▶ WHAT YOU NEED TO DO:
A – Answer these questions about the Euler Problem 87 post, one per line:
(i) How many hours did the writer estimate the first approach, iterating 50 million times, would take?
(ii) How long does the final version take to run?
(iii) What is the name of the method in the code that generates the primes?
B – Repeat the passage of the Euler Problem 87 post that begins at the words "P3 = self.primeGen(2,int(math.exp(math.log(50e6)/3)))" and stops after "P.Solution()".

▶ TEXT TO READ:
···
Monthly Archives: June 2011

Euler Problem 87 – More Primes

I started this one by iterating 50 million times. The code worked but it was damn slow. I figured it would take 27 hours. Not good. Then … lightbulb! Flip the question over by iterating on only the possible primes. Simple, elegant, fast — works in 4 seconds.

#Euler87
import math
class Problem: 
    def primeGen (self, lowerLimit, upperLimit):
            isPrime = [False] + [True]*(upperLimit-1)
            p = 2
            while p * p < upperLimit:
                if isPrime[p] == True:
                    m = p * p
                    while m < upperLimit:
                        if m % p == 0:
                            isPrime[m] = False
                        m += p
                p += 1
            P = []
            count = 0
            for p in isPrime:
                if p and count >= lowerLimit :
                    P.append(count)
                count += 1
            return P    
    def Solution(self):
        P2 = self.primeGen(2,int(math.exp(.5*math.log(50e6))))
        P3 = self.primeGen(2,int(math.exp(math.log(50e6)/3)))
        P4 = self.primeGen(2,int(math.exp(.25*math.log(50e6))))
        print "Number of Primes for ", "2^:", len(P2), "3^:", len(P3), "4^:", len(P4)
        N = []
        for p2 in P2:
            for p3 in P3:
                for p4 in P4:
                    if p2**2 + p3**3 + p4**4 <= 50e6:
                        N.append(p2**2 + p3**3 + p4**4)
        print "\nAnswer =", len(set(N))
if __name__ == '__main__':
    P = Problem()
    P.Solution()
···
▶ PROVIDED INFORMATION:

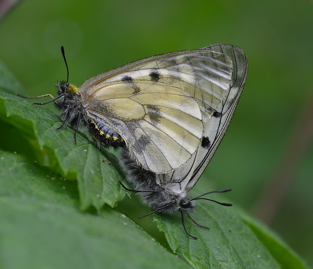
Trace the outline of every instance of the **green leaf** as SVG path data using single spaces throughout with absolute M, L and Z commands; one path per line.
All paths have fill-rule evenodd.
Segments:
M 75 145 L 74 131 L 67 126 L 57 129 L 62 124 L 60 117 L 42 106 L 5 93 L 0 93 L 0 100 L 2 120 L 26 137 L 37 155 L 43 155 L 38 161 L 45 160 L 42 164 L 55 167 L 67 178 L 77 178 L 82 209 L 93 205 L 99 210 L 105 203 L 114 207 L 122 199 L 118 161 L 113 154 L 99 151 L 81 133 L 77 133 Z
M 191 215 L 210 231 L 185 216 L 196 240 L 185 233 L 178 212 L 154 214 L 172 251 L 161 247 L 157 235 L 152 240 L 104 205 L 113 207 L 124 197 L 117 153 L 99 150 L 83 129 L 75 145 L 71 128 L 57 129 L 59 115 L 10 94 L 17 84 L 12 78 L 0 83 L 0 126 L 5 127 L 0 146 L 28 158 L 0 152 L 0 267 L 307 268 L 240 210 L 206 201 L 197 201 Z M 202 194 L 198 188 L 194 197 Z M 220 201 L 221 196 L 210 198 Z
M 193 195 L 201 194 L 195 189 Z M 220 201 L 221 195 L 212 195 L 210 199 Z M 198 200 L 196 210 L 190 215 L 210 229 L 197 226 L 185 215 L 187 230 L 197 240 L 186 236 L 178 214 L 155 215 L 154 219 L 172 250 L 195 268 L 307 268 L 277 236 L 234 207 Z
M 189 268 L 117 211 L 80 211 L 75 182 L 2 151 L 0 171 L 0 267 Z

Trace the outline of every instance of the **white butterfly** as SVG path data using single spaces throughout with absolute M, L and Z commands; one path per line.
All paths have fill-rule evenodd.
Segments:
···
▶ OUTPUTS:
A –
(i) 27 hours
(ii) 4 seconds
(iii) primeGen

B –
P3 = self.primeGen(2,int(math.exp(math.log(50e6)/3)))
        P4 = self.primeGen(2,int(math.exp(.25*math.log(50e6))))
        print "Number of Primes for ", "2^:", len(P2), "3^:", len(P3), "4^:", len(P4)
        N = []
        for p2 in P2:
            for p3 in P3:
                for p4 in P4:
                    if p2**2 + p3**3 + p4**4 <= 50e6:
                        N.append(p2**2 + p3**3 + p4**4)
        print "\nAnswer =", len(set(N))
if __name__ == '__main__':
    P = Problem()
    P.Solution()